Copy the rows below, substituting "enclosing box" for every occurrence of "bounding box" and leaving all other text unchanged.

begin Entries provided

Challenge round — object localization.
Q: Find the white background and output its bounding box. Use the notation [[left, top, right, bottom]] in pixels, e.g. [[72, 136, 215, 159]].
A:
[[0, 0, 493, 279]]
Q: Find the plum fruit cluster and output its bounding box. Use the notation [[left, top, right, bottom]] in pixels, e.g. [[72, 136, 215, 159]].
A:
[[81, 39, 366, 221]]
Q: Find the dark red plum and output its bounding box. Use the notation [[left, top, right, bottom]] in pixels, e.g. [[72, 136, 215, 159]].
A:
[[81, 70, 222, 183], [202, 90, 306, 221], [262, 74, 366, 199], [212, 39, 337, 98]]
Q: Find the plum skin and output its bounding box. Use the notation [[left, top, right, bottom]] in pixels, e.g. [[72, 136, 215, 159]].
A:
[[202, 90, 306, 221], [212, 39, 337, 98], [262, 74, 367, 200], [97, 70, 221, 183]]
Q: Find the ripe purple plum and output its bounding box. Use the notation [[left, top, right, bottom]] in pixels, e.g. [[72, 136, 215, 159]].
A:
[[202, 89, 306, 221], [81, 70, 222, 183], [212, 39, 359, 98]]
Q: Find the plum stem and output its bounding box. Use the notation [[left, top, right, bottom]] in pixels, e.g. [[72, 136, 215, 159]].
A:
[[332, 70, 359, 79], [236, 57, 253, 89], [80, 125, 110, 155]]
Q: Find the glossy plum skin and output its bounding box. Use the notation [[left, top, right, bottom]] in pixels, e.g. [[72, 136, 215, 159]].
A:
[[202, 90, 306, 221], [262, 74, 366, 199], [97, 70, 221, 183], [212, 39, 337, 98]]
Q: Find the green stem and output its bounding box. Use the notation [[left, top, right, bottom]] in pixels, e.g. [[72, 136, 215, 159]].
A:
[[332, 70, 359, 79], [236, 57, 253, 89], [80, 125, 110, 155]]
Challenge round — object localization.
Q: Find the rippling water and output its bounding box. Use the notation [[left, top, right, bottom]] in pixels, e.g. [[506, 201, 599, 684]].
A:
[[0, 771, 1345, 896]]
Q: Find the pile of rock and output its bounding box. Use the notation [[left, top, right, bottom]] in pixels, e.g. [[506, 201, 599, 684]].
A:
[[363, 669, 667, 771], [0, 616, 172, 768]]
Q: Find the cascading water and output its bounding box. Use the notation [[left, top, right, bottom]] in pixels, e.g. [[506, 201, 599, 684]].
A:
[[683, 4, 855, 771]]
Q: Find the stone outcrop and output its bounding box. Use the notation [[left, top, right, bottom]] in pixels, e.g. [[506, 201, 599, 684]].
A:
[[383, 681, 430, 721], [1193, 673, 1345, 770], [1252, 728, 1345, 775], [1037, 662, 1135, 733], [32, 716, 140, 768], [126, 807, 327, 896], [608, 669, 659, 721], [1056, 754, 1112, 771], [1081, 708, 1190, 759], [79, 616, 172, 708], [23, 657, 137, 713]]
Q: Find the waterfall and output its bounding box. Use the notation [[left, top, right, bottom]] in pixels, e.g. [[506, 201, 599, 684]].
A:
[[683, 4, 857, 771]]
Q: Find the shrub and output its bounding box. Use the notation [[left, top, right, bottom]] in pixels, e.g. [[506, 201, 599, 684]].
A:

end Entries provided

Reply to the exercise:
Challenge round — object localization.
Q: Find the white background and output its enclosing box. Use the notation [[left, top, right, bottom]] in pixels, e.g. [[72, 136, 215, 159]].
A:
[[0, 0, 493, 279]]
Q: Find the plum fruit cluster and output its enclosing box. Use the notation [[left, top, right, bottom]] in pixels, e.g. [[72, 136, 215, 159]].
A:
[[81, 39, 366, 221]]
Q: Find the dark red plum and output its enclosing box. Use the notation [[left, top, right, bottom]] in pixels, e.g. [[72, 136, 215, 159]].
A:
[[81, 70, 222, 183], [202, 90, 306, 221], [262, 74, 366, 199], [212, 39, 337, 98]]
Q: Find the plum skin and output its enclosing box. Use the notation [[left, top, right, bottom]] in pixels, e.g. [[72, 136, 215, 159]].
A:
[[202, 90, 306, 221], [212, 39, 337, 98], [262, 74, 367, 200], [97, 70, 221, 183]]
Q: Find the ripe purple plum and output its enclosing box. Use the notation [[left, top, right, bottom]] in pixels, e.g. [[72, 136, 215, 159]].
A:
[[202, 89, 306, 221], [81, 70, 222, 183], [212, 39, 359, 98]]
Q: Find the plum stem and output its enclosing box. Use the notation [[left, top, right, bottom]] in pixels, e.g. [[72, 136, 215, 159]].
A:
[[332, 70, 359, 79], [236, 57, 253, 89], [80, 125, 110, 155]]
Q: Find the glossy plum skin and output its enclosing box. Use the notation [[left, top, right, bottom]] in pixels, e.g. [[72, 136, 215, 159]].
A:
[[202, 90, 306, 221], [262, 74, 366, 199], [97, 70, 221, 183], [212, 39, 337, 98]]
Q: Find the green stem and output its enclosing box. Use the notation [[left, top, right, bottom]] in pixels, e.g. [[72, 136, 215, 159]].
A:
[[332, 70, 359, 79], [236, 57, 253, 89], [80, 125, 110, 155]]
Challenge round — object localization.
Q: Find the rippling water and output its enclosing box. Use the notation [[left, top, right, bottom]] in pixels, e.g. [[506, 201, 599, 684]].
A:
[[0, 771, 1345, 896]]
Q: Find the pile of rock and output its enclosing box. Use the notation [[left, top, right, bottom]] in pixels, e.g. [[506, 201, 599, 684]].
A:
[[363, 669, 667, 771], [0, 616, 172, 768]]
Q: Find the cascading water and output its enclosing box. Use the notation [[left, top, right, bottom]] in pixels, e.g. [[506, 201, 599, 684]].
A:
[[683, 4, 855, 771]]
Q: Find the stone outcrop and output its enclosing box. Use the notation [[left, top, right, bottom]] in pixels, e.g. [[506, 201, 599, 684]].
A:
[[383, 681, 430, 721], [1193, 673, 1345, 770], [1252, 728, 1345, 775], [1037, 662, 1135, 733], [32, 716, 140, 768], [126, 807, 327, 896], [608, 669, 659, 721], [1056, 754, 1112, 771], [1081, 708, 1190, 759], [79, 616, 172, 708], [23, 657, 137, 713]]
Q: Find the waterfall and output its enclosing box. Use the notation [[left, top, right, bottom]] in pixels, e.g. [[506, 201, 599, 684]].
A:
[[683, 4, 857, 771]]
Q: Find the shrub and output its enclosing box. Use the notation [[left, top, right, bottom]] in pixels, e.g. [[506, 201, 599, 684]].
A:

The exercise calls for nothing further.